_EXERCISE SET_
A. The essay below says three things had to happen in 1972 before the couple could marry. List all three.
B. Retype the part of the essay below starting with "I was thinking" and going on through "my so-called rights.".

_DOCUMENT TEXT_
+++++
I was thinking about this issue a few days ago and I recalled two things that occurred in my life in 1972 (when dinosaurs roamed the earth) that had to do with my so-called rights.
In 1972 I was 19 (I turned 20 in September). I was a voting-age citizen of the United States and the bearer of all rights therein. In the Spring of that year I received a letter that began with the word, "Greetings!" It was my draft notice. I learned very quickly that my right to do what I wanted had been suspended. I did not have the right to refuse that summons to serve in the military (as it turned out, I joined the Navy and served four years). Yes, the summons to compulsory military service came with the privilege of being a citizen, but my rights to individual freedom had to be suspended for that to happen.
The second thing that happened that year is that I got engaged. Emily and I made a verbal commitment to each other and it was affirmed by our community and families. We had the "right" to just move in together (which we did not), but getting married turned out to be different. In 1972, three things had to happen for us in order to get married: (1) We had to get blood tests. Presumably we would have been refused a marriage license if something suspect was shown in the test results; (2) I had to get my parent's written permission. In 1972, a woman could marry at 18, but a man had to be 21 (probably a wise recognition of the disparity between maturity levels). I could get married at 20, but my parents had to give me a letter (which they did); (3) A recognized official (clergy, officer of the court, etc.) had to preside over a marriage ceremony, religious or otherwise.
+++++
_PROVIDED MATERIAL_
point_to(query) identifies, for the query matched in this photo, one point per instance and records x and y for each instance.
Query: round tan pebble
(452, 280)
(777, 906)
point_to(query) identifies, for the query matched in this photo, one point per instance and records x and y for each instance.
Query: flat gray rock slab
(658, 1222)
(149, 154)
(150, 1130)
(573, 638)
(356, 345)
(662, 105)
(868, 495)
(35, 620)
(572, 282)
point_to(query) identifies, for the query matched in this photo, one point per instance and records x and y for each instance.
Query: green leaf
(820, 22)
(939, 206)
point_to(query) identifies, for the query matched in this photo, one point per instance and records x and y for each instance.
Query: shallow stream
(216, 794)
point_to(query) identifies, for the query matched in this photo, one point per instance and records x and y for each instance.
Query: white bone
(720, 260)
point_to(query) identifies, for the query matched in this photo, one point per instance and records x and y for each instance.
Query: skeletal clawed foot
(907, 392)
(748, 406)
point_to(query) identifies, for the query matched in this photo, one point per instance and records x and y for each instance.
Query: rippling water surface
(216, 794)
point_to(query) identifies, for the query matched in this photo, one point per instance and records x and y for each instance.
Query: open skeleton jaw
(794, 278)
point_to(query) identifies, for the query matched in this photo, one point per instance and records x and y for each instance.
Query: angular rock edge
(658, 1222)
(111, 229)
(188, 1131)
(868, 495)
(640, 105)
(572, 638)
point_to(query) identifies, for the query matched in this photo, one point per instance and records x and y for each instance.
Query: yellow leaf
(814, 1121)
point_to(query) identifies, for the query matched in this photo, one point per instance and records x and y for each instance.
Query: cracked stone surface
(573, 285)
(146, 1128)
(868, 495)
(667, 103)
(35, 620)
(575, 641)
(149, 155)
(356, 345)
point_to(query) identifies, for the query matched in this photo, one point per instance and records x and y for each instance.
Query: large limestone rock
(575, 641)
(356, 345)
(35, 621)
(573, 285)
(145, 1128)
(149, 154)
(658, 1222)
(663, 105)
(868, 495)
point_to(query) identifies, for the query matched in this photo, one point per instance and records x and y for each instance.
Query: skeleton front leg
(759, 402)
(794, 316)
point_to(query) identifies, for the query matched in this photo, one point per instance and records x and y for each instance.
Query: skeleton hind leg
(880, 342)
+++++
_EXERCISE RESPONSES_
A.
1. They had to get blood tests.
2. The writer had to get written permission from his parents.
3. A recognized official, such as clergy or an officer of the court, had to preside over a marriage ceremony, religious or otherwise.

B.
I was thinking about this issue a few days ago and I recalled two things that occurred in my life in 1972 (when dinosaurs roamed the earth) that had to do with my so-called rights.